§ **TEXT SECTION**:
***

The City of Cape Town has defended its housing allocation policy, in response to a disabled man’s plea for housing for the vulnerable.

Last week, Green Park resident Raymond Mtati led a group of his neighbours on a 30km overnight march from the informal settlement near Driftsands to the Civic Centre.

Mtati used crutches because of his lame left leg, a result of being shot in the 1980s. It took the group about 18 hours to reach the CBD.

At the Civic Centre they received a heroes’ welcome from residents who had travelled in to picket for housing and relocation.

Mtati said the gesture showed how frustrated Green Park residents were with their living conditions, including regular winter floods.

In a petition to mayor Patricia de Lille, Mtati called on the City of Cape Town to relocate the settlement’s disabled, elderly and young children.

Tandeka Gqada, mayoral committee member for human settlements, said the city was under pressure from land and resource shortages but acknowledged the frustration of people who had been on the housing waiting list for years.

***

§ **AVAILABLE DATA**:
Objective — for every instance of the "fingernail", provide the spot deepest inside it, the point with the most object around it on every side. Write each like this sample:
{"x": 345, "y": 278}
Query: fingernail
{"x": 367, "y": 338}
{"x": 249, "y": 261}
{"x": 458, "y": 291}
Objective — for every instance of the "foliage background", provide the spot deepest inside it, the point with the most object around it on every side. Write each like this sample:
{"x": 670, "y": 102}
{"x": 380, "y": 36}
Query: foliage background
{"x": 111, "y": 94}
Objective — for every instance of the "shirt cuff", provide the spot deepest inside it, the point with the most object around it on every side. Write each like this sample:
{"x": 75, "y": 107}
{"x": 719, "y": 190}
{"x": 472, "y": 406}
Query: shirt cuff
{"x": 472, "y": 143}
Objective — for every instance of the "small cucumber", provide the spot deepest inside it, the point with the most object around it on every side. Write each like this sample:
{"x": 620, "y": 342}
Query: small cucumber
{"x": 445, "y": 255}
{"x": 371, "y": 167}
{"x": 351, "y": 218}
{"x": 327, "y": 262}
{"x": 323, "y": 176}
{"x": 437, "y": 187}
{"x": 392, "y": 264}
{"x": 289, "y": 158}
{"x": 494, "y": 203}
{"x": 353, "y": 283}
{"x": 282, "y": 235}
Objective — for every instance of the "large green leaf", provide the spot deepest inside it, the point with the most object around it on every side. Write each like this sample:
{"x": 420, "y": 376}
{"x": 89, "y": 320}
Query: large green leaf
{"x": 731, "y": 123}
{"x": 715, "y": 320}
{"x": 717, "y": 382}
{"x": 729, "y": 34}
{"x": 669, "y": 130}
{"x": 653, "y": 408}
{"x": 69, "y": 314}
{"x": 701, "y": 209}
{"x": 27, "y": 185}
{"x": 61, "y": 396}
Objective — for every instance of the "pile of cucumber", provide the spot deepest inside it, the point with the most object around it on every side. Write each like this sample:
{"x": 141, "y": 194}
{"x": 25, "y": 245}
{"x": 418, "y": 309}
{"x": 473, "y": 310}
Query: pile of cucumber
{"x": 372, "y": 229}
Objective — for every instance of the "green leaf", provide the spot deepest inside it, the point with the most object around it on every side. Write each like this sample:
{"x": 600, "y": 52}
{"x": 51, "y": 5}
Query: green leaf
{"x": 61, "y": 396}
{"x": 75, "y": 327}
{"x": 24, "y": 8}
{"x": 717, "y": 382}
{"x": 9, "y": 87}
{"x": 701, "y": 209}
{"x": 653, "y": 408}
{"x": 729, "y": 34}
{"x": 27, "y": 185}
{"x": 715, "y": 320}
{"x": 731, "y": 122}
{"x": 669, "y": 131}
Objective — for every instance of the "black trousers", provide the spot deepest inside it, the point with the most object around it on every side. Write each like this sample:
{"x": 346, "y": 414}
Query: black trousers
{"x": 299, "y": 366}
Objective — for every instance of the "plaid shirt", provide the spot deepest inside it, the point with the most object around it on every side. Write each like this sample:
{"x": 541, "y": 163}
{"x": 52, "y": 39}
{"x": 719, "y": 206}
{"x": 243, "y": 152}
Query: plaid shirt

***

§ **CHECK YOUR UNDERSTANDING**:
**A.** Name every person mentioned by name in the Cape Town housing article.
**B.** Extend the Cape Town housing article past its last sentence.

§ **ANSWERS TO THE EXERCISE**:
**A.** Raymond Mtati, Patricia de Lille, Tandeka Gqada

**B.**
“Balancing the community’s desire to benefit from the housing project within their area, the desperation of those who have been on the list for sometimes as long as 20 years, and the needs of disabled and marginalised residents in Cape Town – all while dealing with a crippling land and resource shortage– is a tricky proposition, and may leave some residents feeling that their needs have been ignored.”

Gqada had little to say about Green Park in particular, adding that a record of Mtati at a Delft address did not indicate he was disabled. She encouraged him, and other disabled people who wanted to be prioritised on the waiting list, to provide proof of their disability to their local housing office.

Mtati dismissed Gqada’s response as “box thinking”.

“It is the usual policy talk which actually bears no fruit. We are going to compel them to account, even if we have to go to court to force the city to act on our grievances,” he said.

He added that Gqada’s reference to him as an individual indicated that she did not understand the point of his “awareness march”.